### Aufgabenstellung A
Welches Gehäusemodell nennt die Betreffzeile der Beiträge im Lesetext?

──────── Lesetext ────────

Mei, das is ma derbe geil  .

Passt perfekt zum rosa Plüschsofa von Dieter & Detlef.


----------



## Grilgan (1. April 2010)

*AW: Pinke PCGH-Edition für Frauen: Cooler Master CM 690 II [Anzeige]*

Nur für Frauen dieses Case? Verdammt. Ich hätte auf jeden Fall eines gekauft. Aber unter diesen Umständen..


----------



## Hektor123 (1. April 2010)

*AW: Pinke PCGH-Edition für Frauen: Cooler Master CM 690 II [Anzeige]*

Noch nicht im Preisvergleich gelistet?


----------



## Hademe (1. April 2010)

*AW: Pinke PCGH-Edition für Frauen: Cooler Master CM 690 II [Anzeige]*

Ihr habt vor kurzen einen Artikel über die hässlichste Hardware aus Communitysicht gemacht. Fällt euch da nicht auf das 90% der Produkte aus diesem Artikel ebenfalls Pink waren und DESHALB zu hässlicher Hardware erklärt wurden.


----------



## SaKuL (1. April 2010)

*AW: Pinke PCGH-Edition für Frauen: Cooler Master CM 690 II [Anzeige]*

Könnte man nicht für ein Verbot von sonem zeug sorgen, das geht ja garnicht...


----------



## Foetus (1. April 2010)

*AW: Pinke PCGH-Edition für Frauen: Cooler Master CM 690 II [Anzeige]*

heute glaub ich euch gar nichts ^^


----------



## heArd (1. April 2010)

*AW: Pinke PCGH-Edition für Frauen: Cooler Master CM 690 II [Anzeige]*

April, April


----------



## -Phoenix- (1. April 2010)

────────

### Aufgabenstellung B
Schreiben Sie aus den Datensätzen alle Zeilen zwischen der Zeile mit „locate man's glasses.“ und der Zeile mit „[246,628,312,652]“ genau ab. Beide Grenzzeilen gehören dazu.

──────── Datenauszug ────────

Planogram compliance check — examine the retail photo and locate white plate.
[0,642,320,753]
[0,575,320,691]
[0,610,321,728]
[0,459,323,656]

────────
──────── Datenauszug ────────

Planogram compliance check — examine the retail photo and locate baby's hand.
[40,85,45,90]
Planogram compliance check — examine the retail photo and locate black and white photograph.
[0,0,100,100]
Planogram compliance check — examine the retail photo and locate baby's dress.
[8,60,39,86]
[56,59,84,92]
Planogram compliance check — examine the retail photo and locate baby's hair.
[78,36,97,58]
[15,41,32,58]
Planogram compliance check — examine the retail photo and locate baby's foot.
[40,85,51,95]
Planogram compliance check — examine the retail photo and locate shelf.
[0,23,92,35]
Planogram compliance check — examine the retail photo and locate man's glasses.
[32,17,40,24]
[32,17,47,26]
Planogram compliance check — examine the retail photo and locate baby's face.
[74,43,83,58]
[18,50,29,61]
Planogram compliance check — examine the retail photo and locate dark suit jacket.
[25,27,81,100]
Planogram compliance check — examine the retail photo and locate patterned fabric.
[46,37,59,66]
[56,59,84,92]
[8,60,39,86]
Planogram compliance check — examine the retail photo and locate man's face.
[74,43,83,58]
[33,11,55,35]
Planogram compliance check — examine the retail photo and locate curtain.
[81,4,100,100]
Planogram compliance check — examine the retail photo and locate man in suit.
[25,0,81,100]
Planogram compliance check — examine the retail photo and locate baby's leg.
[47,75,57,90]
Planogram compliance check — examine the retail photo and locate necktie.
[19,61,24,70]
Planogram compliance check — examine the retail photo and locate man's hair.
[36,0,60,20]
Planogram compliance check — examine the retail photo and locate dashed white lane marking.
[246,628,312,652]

────────

### Erwartete Antwort A
Cooler Master CM 690 II

### Erwartete Antwort B
Planogram compliance check — examine the retail photo and locate man's glasses.
[32,17,40,24]
[32,17,47,26]
Planogram compliance check — examine the retail photo and locate baby's face.
[74,43,83,58]
[18,50,29,61]
Planogram compliance check — examine the retail photo and locate dark suit jacket.
[25,27,81,100]
Planogram compliance check — examine the retail photo and locate patterned fabric.
[46,37,59,66]
[56,59,84,92]
[8,60,39,86]
Planogram compliance check — examine the retail photo and locate man's face.
[74,43,83,58]
[33,11,55,35]
Planogram compliance check — examine the retail photo and locate curtain.
[81,4,100,100]
Planogram compliance check — examine the retail photo and locate man in suit.
[25,0,81,100]
Planogram compliance check — examine the retail photo and locate baby's leg.
[47,75,57,90]
Planogram compliance check — examine the retail photo and locate necktie.
[19,61,24,70]
Planogram compliance check — examine the retail photo and locate man's hair.
[36,0,60,20]
Planogram compliance check — examine the retail photo and locate dashed white lane marking.
[246,628,312,652]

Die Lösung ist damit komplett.